ABOUT THIS TASK: Using the text about Wickard and health care, decide whether each statement agrees with it: 1. Morrison made clear that the regulated activity must be primarily economic. 2. If Congress calls something a tax, that settles whether the Court finds it to be a tax. 3. Car dealers and grocers are called comparable to health care insurance. For each, answer yes or no and quote the words from the text that decide it.

TEXT PASSAGE:
In my view, the courts must create a line of some kind when discussing reasonable suspicion and probable cause, because they must decide how to hew to the command that unreasonable searches are forbidden by the Fourth Amendment. So while in a sense, it’s also arbitrary, that call is less arbitrary than one splitting the Wickard baby so finely.
Really? I think people care about the quality of the care and its cost. If they can get lower priced, higher quality health care, I don’t think they give a rat’s ass where it is from. Similarly, for the overwhelming majority of people if the care is better and cheaper from private companies, they will go for it.
Whoa there. You are the one using the lying word, not me. I am not commenting on motivations. But if Congress calls something a tax, and genuinely believes it to be a tax, that isn’t controlling on whether the Court finds it to be a tax. Similarly a minute of silence before class for contemplation and self-meditation may still be ruled to be a time for prayer. Or it may not. But what it is called isn’t the be all and end all.
So you’re saying that, in your view, anything at all is permissable under Wickard?
Teen pregnancies are an economic drain, so in the interests of healthy interstate commerce, we’re going to mandate that you buy your daughter condoms. If they are ineffective, we’re going to mandate you pay for her abortion.
You do of course realize that just because the Federal government’s involvedment in something would be permissible under Wickard doesn’t mean it is permissible under the rest of the Constitution?
Oh, if such were the case, sure. But I think many, possibly, most will never, ever believe it, and so it won’t get put in place. Promises won’t cut it.
No. As Morrison made clear, the activity regulated must be primarily economic. As Lopez made clear, the regulation has to bear a substantial relation to the economic interest in play.
And, finally, “permissible under Wickard” does not end our constitutional inquiry. It may be permissible as a Commerce Clause power but violative of some other constitutional guarantee.
Okay, that’s more of what I was looking for. Did Morrison suggest under what criteria an activity is “primarily economic?” ISTM that a lot of activities that can be called primarily economic by one person would be not at all economic in another’s eyes. When I carry my bleeding child to the ER, I’m not thinking of it as a “primarily economic” situation, even though obviously has economic ramifications.
I’m unaware of any other industries with the same cost shifting effect as the uninsured do in health care. I’ve already pointed out many of the distinctions in this thread. Your examples of car dealers and grocers aren’t in any real way, comparable to health care insurance. I’m not aware of any other industry that is comparable to health care (in point of fact, some of the rulings finding the individual mandate constitutional have relied on that fact).
To answer your question, yes there is a federal law (Emergency Medical Treatment and Active Labor Act, but also the law with the individual mandate in it), but many states also have laws requiring health care providers to treat patients regardless of whether they can pay or not. And laws to not allowing vagrants or nudity do not force other people to provide homes or clothes to people.

Stored data
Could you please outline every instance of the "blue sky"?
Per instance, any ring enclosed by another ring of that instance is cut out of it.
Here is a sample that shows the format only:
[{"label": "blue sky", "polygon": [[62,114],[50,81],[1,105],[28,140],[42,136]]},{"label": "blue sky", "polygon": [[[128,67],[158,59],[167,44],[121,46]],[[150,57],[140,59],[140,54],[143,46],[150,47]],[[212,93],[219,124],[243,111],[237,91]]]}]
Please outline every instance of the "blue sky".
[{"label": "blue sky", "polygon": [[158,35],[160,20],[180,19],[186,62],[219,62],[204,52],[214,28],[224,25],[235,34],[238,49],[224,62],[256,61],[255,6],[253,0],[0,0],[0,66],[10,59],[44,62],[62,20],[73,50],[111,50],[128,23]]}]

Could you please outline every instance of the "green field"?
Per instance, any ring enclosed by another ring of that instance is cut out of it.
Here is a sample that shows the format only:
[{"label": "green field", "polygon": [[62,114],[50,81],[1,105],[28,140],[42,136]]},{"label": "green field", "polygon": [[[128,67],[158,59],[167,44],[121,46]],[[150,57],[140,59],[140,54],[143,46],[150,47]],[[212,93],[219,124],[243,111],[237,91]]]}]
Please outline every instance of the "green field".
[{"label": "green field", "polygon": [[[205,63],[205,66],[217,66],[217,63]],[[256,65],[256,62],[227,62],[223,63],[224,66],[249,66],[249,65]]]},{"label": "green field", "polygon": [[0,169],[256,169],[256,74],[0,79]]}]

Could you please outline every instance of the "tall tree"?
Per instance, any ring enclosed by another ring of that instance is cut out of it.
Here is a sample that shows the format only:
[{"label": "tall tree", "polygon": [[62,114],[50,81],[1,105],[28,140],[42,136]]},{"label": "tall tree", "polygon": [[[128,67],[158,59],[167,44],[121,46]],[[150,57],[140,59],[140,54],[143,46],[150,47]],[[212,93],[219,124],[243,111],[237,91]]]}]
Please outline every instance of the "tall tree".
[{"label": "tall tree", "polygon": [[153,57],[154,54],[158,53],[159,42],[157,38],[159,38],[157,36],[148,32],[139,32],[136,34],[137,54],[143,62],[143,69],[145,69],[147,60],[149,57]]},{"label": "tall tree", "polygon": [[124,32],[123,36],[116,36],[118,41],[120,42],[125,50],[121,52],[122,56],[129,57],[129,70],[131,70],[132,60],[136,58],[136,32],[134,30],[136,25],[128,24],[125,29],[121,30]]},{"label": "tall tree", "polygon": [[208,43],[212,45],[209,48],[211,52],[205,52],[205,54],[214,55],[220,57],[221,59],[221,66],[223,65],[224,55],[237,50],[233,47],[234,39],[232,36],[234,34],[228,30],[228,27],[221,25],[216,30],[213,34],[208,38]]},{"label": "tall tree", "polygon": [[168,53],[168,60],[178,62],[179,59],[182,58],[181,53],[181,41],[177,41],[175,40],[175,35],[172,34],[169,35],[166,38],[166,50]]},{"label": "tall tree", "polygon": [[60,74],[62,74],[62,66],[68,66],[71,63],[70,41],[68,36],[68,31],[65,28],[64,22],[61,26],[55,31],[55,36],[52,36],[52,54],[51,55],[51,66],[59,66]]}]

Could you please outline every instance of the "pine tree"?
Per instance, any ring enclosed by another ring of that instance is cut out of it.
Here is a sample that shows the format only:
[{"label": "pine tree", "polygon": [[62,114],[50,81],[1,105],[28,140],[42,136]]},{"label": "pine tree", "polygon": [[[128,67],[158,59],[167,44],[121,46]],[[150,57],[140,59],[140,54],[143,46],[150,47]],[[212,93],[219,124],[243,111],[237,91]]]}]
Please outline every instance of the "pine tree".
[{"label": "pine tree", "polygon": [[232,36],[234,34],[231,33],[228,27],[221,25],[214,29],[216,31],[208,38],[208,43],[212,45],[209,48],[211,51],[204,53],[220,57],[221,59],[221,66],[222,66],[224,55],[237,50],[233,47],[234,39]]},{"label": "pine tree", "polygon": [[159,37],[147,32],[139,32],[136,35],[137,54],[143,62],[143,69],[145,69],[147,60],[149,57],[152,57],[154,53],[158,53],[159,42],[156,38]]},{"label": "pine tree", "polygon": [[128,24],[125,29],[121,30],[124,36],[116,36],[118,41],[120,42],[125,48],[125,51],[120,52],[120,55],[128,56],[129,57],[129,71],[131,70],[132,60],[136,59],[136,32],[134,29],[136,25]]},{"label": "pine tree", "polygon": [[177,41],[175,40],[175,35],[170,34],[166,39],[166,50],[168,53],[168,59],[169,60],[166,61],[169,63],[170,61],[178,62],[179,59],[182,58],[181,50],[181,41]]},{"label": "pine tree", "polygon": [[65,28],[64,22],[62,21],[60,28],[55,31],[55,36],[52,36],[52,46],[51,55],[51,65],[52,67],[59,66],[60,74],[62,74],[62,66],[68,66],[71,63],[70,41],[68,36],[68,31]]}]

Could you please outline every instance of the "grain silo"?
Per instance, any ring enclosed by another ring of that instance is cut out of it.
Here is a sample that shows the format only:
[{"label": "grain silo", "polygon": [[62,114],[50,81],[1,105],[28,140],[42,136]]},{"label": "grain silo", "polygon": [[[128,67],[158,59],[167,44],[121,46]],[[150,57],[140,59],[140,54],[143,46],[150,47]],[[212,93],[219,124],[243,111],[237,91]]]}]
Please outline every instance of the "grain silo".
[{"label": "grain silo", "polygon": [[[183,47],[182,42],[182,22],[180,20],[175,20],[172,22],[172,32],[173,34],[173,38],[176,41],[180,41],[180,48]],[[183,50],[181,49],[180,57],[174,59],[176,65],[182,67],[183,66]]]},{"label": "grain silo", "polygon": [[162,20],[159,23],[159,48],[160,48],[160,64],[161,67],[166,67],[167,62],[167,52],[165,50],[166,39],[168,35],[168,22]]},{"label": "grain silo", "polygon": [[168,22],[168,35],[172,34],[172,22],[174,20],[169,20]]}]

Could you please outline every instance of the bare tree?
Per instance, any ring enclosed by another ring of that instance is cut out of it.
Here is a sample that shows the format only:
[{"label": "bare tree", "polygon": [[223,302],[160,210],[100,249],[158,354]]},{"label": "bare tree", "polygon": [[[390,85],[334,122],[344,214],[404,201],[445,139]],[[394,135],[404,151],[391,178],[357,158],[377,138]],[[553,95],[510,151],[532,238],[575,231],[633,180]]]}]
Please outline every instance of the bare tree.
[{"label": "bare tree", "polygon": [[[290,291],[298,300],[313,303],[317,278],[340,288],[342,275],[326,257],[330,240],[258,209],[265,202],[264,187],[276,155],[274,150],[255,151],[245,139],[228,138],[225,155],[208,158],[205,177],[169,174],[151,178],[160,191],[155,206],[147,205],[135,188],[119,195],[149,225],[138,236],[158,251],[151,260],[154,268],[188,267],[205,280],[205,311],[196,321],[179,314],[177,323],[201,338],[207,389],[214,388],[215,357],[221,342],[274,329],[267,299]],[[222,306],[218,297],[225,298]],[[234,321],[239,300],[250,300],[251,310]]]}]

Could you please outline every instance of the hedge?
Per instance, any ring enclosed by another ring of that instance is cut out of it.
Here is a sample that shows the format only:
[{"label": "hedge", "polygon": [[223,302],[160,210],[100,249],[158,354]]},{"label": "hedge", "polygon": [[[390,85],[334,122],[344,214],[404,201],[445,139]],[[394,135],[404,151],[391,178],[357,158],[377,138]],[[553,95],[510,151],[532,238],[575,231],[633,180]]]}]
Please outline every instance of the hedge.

RESULT OF THIS EXERCISE:
1. Yes: "As Morrison made clear, the activity regulated must be primarily economic."
2. No: "that isn’t controlling on whether the Court finds it to be a tax."
3. No: "Your examples of car dealers and grocers aren’t in any real way, comparable to health care insurance."